__REQUIRED ACTION__:
Return each entry exactly, omitting nothing.

--------------------

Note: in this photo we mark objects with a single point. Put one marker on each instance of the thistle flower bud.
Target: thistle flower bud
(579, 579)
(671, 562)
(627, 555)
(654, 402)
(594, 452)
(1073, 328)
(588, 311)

--------------------

__EXPECTED ANSWER__:
Note: in this photo we mark objects with a single point. Put one marker on each instance of the thistle flower bud.
Target: thistle flower bud
(579, 579)
(671, 562)
(627, 555)
(654, 402)
(594, 452)
(1073, 328)
(588, 311)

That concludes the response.